Collected data:
^^^^^^^^

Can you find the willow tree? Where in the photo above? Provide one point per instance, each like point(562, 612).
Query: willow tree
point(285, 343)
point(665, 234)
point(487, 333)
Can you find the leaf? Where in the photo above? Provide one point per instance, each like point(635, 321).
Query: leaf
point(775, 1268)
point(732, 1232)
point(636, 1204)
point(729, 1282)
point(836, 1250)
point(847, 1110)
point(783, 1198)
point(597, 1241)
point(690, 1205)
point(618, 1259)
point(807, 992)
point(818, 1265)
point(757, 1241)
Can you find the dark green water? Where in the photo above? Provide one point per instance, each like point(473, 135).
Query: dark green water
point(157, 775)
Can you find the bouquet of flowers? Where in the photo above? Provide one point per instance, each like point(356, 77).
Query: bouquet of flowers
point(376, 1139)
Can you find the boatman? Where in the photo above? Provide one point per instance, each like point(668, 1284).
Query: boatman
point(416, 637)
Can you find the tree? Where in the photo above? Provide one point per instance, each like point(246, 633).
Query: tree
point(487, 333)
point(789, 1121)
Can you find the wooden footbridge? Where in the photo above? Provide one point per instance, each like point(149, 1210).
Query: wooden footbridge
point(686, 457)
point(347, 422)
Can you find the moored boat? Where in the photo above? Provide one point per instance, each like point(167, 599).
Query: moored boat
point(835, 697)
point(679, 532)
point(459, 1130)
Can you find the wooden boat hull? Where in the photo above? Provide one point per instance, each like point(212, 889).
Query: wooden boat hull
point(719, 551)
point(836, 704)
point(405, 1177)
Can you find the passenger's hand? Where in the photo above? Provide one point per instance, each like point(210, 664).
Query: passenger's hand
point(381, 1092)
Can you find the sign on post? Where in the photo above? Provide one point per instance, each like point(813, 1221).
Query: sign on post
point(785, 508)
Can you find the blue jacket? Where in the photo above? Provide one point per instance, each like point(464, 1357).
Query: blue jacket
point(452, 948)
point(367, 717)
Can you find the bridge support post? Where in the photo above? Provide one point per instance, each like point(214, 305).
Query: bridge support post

^^^^^^^^

▸ **GIVEN INSTRUCTION**
Copy out every line of the data above word for word, with no changes.

▸ **TASK SOLUTION**
Can you find the willow tree? Where in the photo above? Provide one point per instance, each like point(562, 612).
Query: willow tree
point(285, 343)
point(665, 234)
point(487, 333)
Can you find the leaf? Where in the photo above? Provide one point per instance, each like point(635, 321).
Query: leaf
point(775, 1268)
point(732, 1232)
point(636, 1204)
point(729, 1282)
point(836, 1250)
point(847, 1110)
point(783, 1198)
point(597, 1241)
point(690, 1205)
point(618, 1259)
point(807, 992)
point(818, 1265)
point(757, 1241)
Can you find the dark green water? Where in the photo above? Provide one point per instance, each like point(473, 135).
Query: dark green water
point(157, 775)
Can you find the bouquet of flowers? Where in the photo above? Provide one point per instance, each like point(356, 77).
Query: bouquet of flowers
point(376, 1139)
Can you find the boatman? Where in the photo above? Provide one point per instance, each like point(668, 1284).
Query: boatman
point(416, 637)
Can you find the tree? Where in the photo above? Provide one point per instance, each like point(246, 633).
Query: tree
point(487, 333)
point(789, 1121)
Can you find the wooden footbridge? Where in the photo above? Provide one point per instance, each like point(149, 1210).
Query: wooden footbridge
point(686, 457)
point(347, 422)
Can you find the moored boat? Where in the photo above? Provide one point per instance, each like point(167, 599).
Query: moored boat
point(835, 697)
point(679, 532)
point(459, 1130)
Can you find the wooden boat hull? Where in the photo above? Provide one point per instance, each like point(212, 889).
Query: wooden boat hull
point(719, 551)
point(836, 704)
point(405, 1177)
Can you find the passenger's hand? Where in the photo above? Provide one point per instance, each like point(210, 664).
Query: passenger's hand
point(381, 1092)
Can you find the sign on post? Where in the photo above? Provide one point per instance, each like point(813, 1221).
Query: sign on post
point(785, 508)
Can you find the blue jacket? Where in the photo above? Provide one point per instance, each like point(464, 1357).
Query: blue jacket
point(452, 948)
point(367, 717)
Can you find the bridge support post? Where in the photo above? Provide one point per instance, each like point(214, 305).
Query: bridge support post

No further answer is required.